### Exercise:
Put every line of the entries below into a JSON list of strings, one string per line, skipping blank lines. Leave the pictures out of your answer.

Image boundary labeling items
>>>>

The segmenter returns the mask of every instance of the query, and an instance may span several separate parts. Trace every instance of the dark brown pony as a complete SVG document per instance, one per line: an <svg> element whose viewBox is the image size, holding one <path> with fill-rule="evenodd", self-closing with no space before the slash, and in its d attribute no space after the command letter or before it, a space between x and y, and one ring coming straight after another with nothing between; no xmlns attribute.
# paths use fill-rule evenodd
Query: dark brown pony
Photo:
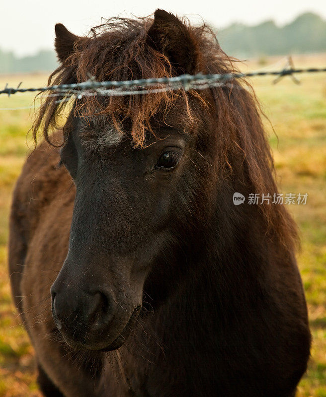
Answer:
<svg viewBox="0 0 326 397"><path fill-rule="evenodd" d="M49 84L234 70L208 28L162 10L56 32ZM277 192L249 86L83 96L50 135L57 101L9 242L45 396L294 396L310 344L296 227L283 205L233 202Z"/></svg>

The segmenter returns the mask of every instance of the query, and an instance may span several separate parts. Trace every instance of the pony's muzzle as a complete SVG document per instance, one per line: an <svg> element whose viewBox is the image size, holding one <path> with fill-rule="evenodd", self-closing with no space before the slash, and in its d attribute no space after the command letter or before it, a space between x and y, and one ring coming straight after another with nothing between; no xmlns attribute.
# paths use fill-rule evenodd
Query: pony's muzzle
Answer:
<svg viewBox="0 0 326 397"><path fill-rule="evenodd" d="M100 332L110 323L115 302L111 291L105 288L86 291L60 288L55 282L51 288L52 316L64 336L82 340Z"/></svg>

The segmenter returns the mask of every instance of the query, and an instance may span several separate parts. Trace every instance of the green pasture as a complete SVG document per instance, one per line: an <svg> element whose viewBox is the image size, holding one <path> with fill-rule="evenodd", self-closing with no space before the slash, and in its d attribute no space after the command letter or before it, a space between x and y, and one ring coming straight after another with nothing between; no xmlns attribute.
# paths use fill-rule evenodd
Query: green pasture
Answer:
<svg viewBox="0 0 326 397"><path fill-rule="evenodd" d="M277 59L241 66L265 67ZM326 66L326 55L295 58L296 66ZM267 64L266 64L267 63ZM303 74L296 85L289 77L273 85L270 77L251 80L269 134L282 192L308 194L305 205L288 206L299 225L302 249L298 261L307 299L313 337L309 369L299 397L326 397L326 73ZM43 85L44 75L0 76L0 87L20 80L23 86ZM0 96L0 397L40 396L33 353L11 303L7 248L8 215L13 187L28 148L34 114L31 94ZM35 103L37 110L39 102ZM8 109L8 108L9 108ZM12 109L12 110L10 110Z"/></svg>

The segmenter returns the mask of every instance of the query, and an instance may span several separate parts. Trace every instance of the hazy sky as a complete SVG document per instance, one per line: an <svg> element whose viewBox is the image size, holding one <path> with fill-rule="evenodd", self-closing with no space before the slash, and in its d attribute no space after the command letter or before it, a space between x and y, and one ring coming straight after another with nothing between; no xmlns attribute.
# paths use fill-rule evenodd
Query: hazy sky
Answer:
<svg viewBox="0 0 326 397"><path fill-rule="evenodd" d="M19 55L33 54L53 48L57 22L82 35L98 24L101 17L145 16L157 8L191 19L200 15L218 28L236 21L255 24L270 19L283 24L307 11L326 18L326 0L0 0L0 48Z"/></svg>

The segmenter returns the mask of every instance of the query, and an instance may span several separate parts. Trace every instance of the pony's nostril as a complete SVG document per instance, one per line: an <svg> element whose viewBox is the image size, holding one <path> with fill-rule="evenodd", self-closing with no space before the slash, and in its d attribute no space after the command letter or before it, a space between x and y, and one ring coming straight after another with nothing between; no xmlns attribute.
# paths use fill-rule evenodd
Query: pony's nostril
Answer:
<svg viewBox="0 0 326 397"><path fill-rule="evenodd" d="M93 295L87 313L87 322L93 326L106 322L111 311L110 300L101 292Z"/></svg>

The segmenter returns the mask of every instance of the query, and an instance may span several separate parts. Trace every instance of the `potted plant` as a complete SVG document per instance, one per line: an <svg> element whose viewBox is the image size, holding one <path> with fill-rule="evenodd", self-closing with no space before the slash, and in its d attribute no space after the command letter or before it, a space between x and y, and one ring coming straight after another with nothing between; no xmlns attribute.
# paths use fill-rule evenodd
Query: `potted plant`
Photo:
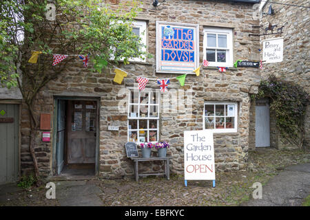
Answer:
<svg viewBox="0 0 310 220"><path fill-rule="evenodd" d="M167 155L167 148L170 145L166 142L156 143L155 148L158 149L157 156L158 157L165 157Z"/></svg>
<svg viewBox="0 0 310 220"><path fill-rule="evenodd" d="M154 146L153 144L151 142L145 142L140 144L140 147L141 148L142 157L149 158L151 157L151 150Z"/></svg>

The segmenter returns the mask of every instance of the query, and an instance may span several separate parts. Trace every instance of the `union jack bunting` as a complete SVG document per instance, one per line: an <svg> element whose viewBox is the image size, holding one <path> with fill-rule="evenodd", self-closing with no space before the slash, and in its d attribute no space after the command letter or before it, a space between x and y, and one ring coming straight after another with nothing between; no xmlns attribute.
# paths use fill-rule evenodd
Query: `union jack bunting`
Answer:
<svg viewBox="0 0 310 220"><path fill-rule="evenodd" d="M88 64L88 55L79 55L79 57L82 60L84 67L87 67Z"/></svg>
<svg viewBox="0 0 310 220"><path fill-rule="evenodd" d="M168 79L161 79L157 80L157 84L160 85L161 91L165 92L168 91L168 84L170 83L170 80Z"/></svg>
<svg viewBox="0 0 310 220"><path fill-rule="evenodd" d="M210 64L210 63L209 63L208 60L203 60L203 66L204 66L204 67L207 67L209 64Z"/></svg>
<svg viewBox="0 0 310 220"><path fill-rule="evenodd" d="M227 67L218 67L218 71L219 72L226 72L226 69Z"/></svg>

<<<<

### The result:
[
  "The segmenter returns the mask of every instance of the query, and an instance may span several separate parts. Trace every instance of the dark brown pony as a complete SVG document per instance, one per line: an <svg> element whose viewBox is the image size, holding one <path> with fill-rule=\"evenodd\", self-closing with no space before the slash, and in its d attribute no space after the command letter or before it, a space between x and y, and one ring coming straight after another with nothing between; no xmlns attribute.",
  "# paths use fill-rule evenodd",
  "Query: dark brown pony",
  "Photo:",
  "Answer:",
  "<svg viewBox=\"0 0 326 397\"><path fill-rule=\"evenodd\" d=\"M49 84L234 70L208 28L162 10L56 32ZM277 192L249 86L83 96L50 135L57 101L9 242L45 396L294 396L310 344L296 227L283 205L233 202Z\"/></svg>",
  "The segmenter returns the mask of every instance of the query, and an instance may span several separate parts. Trace every instance of the pony's muzzle as a complete SVG document per instance, one per line: an <svg> element whose viewBox is the image size, holding one <path> with fill-rule=\"evenodd\", self-closing with no space before the slash, and in its d attribute no space after the command letter or before it, a space between x and y, and one ring coming straight after another with nothing between; no xmlns attribute.",
  "# paths use fill-rule evenodd",
  "Query: pony's muzzle",
  "Answer:",
  "<svg viewBox=\"0 0 326 397\"><path fill-rule=\"evenodd\" d=\"M100 332L110 323L115 302L111 291L105 288L86 291L60 288L55 282L51 288L52 316L64 336L82 340Z\"/></svg>",
  "The segmenter returns the mask of every instance of the query, and an instance may span several separate parts. Trace every instance of the green pasture as a complete SVG document per instance, one per line: an <svg> element whose viewBox is the image size, holding one <path> with fill-rule=\"evenodd\", self-closing with no space before the slash, and in its d attribute no space after the command letter or before it, a space between x and y, and one ring coming straight after another with nothing between; no xmlns attribute.",
  "# paths use fill-rule evenodd",
  "Query: green pasture",
  "Answer:",
  "<svg viewBox=\"0 0 326 397\"><path fill-rule=\"evenodd\" d=\"M277 59L241 66L265 67ZM326 66L326 55L295 58L296 66ZM267 64L266 64L267 63ZM303 74L296 85L289 77L273 85L270 77L251 80L269 134L282 192L308 194L305 205L288 206L299 225L302 249L298 261L307 299L313 337L309 369L299 397L326 397L326 73ZM43 85L44 75L0 76L0 87L20 80L23 86ZM0 96L0 397L40 396L33 353L11 303L7 248L8 215L13 187L28 148L34 114L31 94ZM35 103L37 110L39 102ZM8 109L8 108L9 108ZM12 109L12 110L10 110Z\"/></svg>",
  "The segmenter returns the mask of every instance of the query, and an instance may span several separate parts. Trace every instance of the hazy sky as a complete SVG document per instance, one per line: an <svg> element whose viewBox is the image size, holding one <path> with fill-rule=\"evenodd\", self-closing with no space before the slash, and in its d attribute no space after the command letter or before it, a space between x and y, and one ring coming straight after another with nothing between; no xmlns attribute.",
  "# paths use fill-rule evenodd",
  "Query: hazy sky",
  "Answer:",
  "<svg viewBox=\"0 0 326 397\"><path fill-rule=\"evenodd\" d=\"M19 55L33 54L53 48L57 22L82 35L98 24L101 17L145 16L157 8L191 19L200 15L218 28L236 21L255 24L270 19L283 24L307 11L326 18L326 0L0 0L0 48Z\"/></svg>",
  "The segmenter returns the mask of every instance of the query, and an instance may span several separate parts. Trace every instance of the pony's nostril as a complete SVG document per instance, one per line: an <svg> element whose viewBox is the image size, holding one <path> with fill-rule=\"evenodd\", self-closing with no space before the slash, and in its d attribute no space after the command letter or before it, a space between x and y, and one ring coming straight after another with nothing between; no xmlns attribute.",
  "# paths use fill-rule evenodd",
  "Query: pony's nostril",
  "Answer:",
  "<svg viewBox=\"0 0 326 397\"><path fill-rule=\"evenodd\" d=\"M93 295L87 313L87 322L93 326L106 322L111 311L110 300L101 292Z\"/></svg>",
  "The segmenter returns the mask of every instance of the query, and an instance may span several separate parts. Trace every instance of the `potted plant` as a complete SVG document per instance, one per line: an <svg> element whose viewBox is the image size, holding one <path> with fill-rule=\"evenodd\", self-closing with no space before the slash, and in its d attribute no space after the command letter or before it, a space between x and y, and one ring coming straight after another with nothing between; no xmlns attribute.",
  "# paths use fill-rule evenodd",
  "Query: `potted plant`",
  "Photo:",
  "Answer:",
  "<svg viewBox=\"0 0 310 220\"><path fill-rule=\"evenodd\" d=\"M167 155L167 148L170 145L166 142L156 143L155 148L158 149L157 156L158 157L165 157Z\"/></svg>",
  "<svg viewBox=\"0 0 310 220\"><path fill-rule=\"evenodd\" d=\"M154 146L153 144L151 142L145 142L140 144L140 147L141 148L142 157L149 158L151 157L151 150Z\"/></svg>",
  "The segmenter returns the mask of every instance of the query, and an instance may span several separate parts. Trace every instance of the `union jack bunting` as a complete SVG document per instance, one per line: an <svg> element whose viewBox is the image size, holding one <path> with fill-rule=\"evenodd\", self-closing with no space before the slash, and in its d attribute no space after the command letter or before it, a space between x and y, and one ring coming straight after another with nothing between; no xmlns attribute.",
  "# paths use fill-rule evenodd",
  "Query: `union jack bunting`",
  "Answer:",
  "<svg viewBox=\"0 0 310 220\"><path fill-rule=\"evenodd\" d=\"M88 64L88 55L79 55L79 57L82 60L84 67L87 67Z\"/></svg>",
  "<svg viewBox=\"0 0 310 220\"><path fill-rule=\"evenodd\" d=\"M168 79L161 79L157 80L157 84L160 85L161 91L165 92L168 91L168 84L170 83L170 80Z\"/></svg>",
  "<svg viewBox=\"0 0 310 220\"><path fill-rule=\"evenodd\" d=\"M210 64L210 63L209 63L208 60L203 60L203 66L204 66L204 67L207 67L209 64Z\"/></svg>",
  "<svg viewBox=\"0 0 310 220\"><path fill-rule=\"evenodd\" d=\"M227 67L218 67L218 71L219 72L226 72L226 69Z\"/></svg>"
]